(GIVEN REQUEST)
Could you turn the data below into a numbered list, beginning with the line containing "Wildlife camera triggered — scan the photo above for man's suit" and continuing through the final line of the data, with any blank lines dropped?

(GIVEN RECORDS)
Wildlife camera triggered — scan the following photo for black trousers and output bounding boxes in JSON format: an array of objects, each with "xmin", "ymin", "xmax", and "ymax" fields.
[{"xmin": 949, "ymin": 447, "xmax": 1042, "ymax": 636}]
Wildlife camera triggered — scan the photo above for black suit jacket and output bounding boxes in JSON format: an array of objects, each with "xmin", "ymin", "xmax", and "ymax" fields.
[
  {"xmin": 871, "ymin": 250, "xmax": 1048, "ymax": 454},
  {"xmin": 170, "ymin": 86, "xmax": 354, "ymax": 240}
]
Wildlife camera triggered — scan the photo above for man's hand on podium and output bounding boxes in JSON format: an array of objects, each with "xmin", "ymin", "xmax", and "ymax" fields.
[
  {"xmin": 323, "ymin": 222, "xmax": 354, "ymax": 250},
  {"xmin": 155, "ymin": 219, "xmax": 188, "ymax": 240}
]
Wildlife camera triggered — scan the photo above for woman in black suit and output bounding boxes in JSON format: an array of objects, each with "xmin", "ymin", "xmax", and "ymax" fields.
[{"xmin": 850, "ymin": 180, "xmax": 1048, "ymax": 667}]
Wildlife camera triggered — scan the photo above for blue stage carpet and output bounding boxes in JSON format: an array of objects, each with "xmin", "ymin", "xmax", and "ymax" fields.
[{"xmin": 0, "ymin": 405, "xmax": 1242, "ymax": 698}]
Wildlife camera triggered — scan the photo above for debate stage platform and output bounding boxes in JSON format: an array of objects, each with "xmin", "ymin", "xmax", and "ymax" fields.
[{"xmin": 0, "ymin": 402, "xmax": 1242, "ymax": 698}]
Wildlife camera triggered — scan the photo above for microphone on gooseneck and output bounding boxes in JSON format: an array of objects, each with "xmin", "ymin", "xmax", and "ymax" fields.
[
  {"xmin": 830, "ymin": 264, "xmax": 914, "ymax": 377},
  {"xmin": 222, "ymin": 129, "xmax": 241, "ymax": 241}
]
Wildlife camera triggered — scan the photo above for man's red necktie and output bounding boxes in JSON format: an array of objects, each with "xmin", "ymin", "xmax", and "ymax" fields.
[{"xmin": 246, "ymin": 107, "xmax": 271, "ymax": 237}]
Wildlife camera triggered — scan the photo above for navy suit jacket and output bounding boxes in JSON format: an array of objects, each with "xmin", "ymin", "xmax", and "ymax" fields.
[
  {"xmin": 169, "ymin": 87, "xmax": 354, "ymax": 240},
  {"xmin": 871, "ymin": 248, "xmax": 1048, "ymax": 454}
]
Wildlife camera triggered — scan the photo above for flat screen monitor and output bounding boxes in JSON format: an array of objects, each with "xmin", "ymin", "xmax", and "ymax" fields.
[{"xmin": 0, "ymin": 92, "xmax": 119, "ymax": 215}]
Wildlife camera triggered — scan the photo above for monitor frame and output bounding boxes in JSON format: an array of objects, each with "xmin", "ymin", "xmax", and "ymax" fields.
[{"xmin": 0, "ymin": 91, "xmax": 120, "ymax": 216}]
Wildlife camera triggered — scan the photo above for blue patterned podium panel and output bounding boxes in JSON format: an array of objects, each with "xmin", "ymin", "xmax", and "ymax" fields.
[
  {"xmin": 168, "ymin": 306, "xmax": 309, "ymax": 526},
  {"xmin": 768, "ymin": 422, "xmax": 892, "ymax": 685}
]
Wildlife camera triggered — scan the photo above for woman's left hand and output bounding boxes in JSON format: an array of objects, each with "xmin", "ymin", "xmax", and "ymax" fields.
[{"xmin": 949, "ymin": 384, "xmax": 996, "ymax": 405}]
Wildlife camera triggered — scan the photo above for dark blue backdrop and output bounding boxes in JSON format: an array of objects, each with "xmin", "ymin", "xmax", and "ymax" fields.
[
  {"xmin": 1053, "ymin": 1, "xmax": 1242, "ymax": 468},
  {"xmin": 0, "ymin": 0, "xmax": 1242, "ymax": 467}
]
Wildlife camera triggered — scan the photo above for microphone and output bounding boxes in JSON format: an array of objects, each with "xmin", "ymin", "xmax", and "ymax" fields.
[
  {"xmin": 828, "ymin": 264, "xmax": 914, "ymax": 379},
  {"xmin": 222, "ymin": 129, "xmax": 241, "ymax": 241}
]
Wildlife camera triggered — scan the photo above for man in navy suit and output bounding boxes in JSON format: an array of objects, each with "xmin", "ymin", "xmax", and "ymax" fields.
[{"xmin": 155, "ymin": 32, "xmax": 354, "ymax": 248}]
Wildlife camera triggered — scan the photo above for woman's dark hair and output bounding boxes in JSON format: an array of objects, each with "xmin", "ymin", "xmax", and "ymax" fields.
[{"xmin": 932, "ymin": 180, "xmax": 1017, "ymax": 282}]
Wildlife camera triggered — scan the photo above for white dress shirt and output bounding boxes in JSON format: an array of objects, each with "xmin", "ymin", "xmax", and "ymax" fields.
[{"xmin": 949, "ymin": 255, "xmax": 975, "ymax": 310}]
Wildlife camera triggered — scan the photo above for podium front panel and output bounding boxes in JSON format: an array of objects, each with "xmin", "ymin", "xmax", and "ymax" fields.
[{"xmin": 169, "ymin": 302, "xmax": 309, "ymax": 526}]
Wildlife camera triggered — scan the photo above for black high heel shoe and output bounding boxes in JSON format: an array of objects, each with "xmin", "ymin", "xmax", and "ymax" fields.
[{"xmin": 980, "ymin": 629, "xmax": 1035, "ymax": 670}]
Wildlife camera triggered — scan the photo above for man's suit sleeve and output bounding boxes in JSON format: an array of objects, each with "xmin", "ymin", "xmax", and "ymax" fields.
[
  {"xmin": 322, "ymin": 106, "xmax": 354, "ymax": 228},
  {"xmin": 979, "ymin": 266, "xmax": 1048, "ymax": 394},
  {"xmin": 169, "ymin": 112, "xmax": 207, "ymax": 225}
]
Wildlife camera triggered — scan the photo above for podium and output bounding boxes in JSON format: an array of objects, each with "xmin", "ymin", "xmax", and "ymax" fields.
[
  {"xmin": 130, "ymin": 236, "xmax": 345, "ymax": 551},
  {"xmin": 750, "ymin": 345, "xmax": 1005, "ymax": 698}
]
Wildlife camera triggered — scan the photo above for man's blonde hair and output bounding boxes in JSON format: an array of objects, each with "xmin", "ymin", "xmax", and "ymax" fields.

(COMPLETE ANSWER)
1. Wildlife camera triggered — scan the photo above for man's suit sleeve and output bounding boxes in JSON format: an array of objects, each with "xmin", "ymin", "xmax", and "ymax" fields.
2. [
3.   {"xmin": 322, "ymin": 106, "xmax": 354, "ymax": 228},
4.   {"xmin": 979, "ymin": 266, "xmax": 1048, "ymax": 394},
5.   {"xmin": 169, "ymin": 112, "xmax": 207, "ymax": 225}
6. ]
7. Wildlife camera triggered — scan the photo above for podium and output bounding boxes in JSON format: an array of objects, each with "xmin", "ymin", "xmax", and "ymax" fields.
8. [
9.   {"xmin": 130, "ymin": 236, "xmax": 345, "ymax": 551},
10.   {"xmin": 750, "ymin": 345, "xmax": 1005, "ymax": 698}
11. ]
12. Wildlife camera triggered — scan the photo above for man's blonde hair and output bounding boxes in JSON format: an array of objects, each with "xmin", "ymin", "xmax", and "ymax" fields.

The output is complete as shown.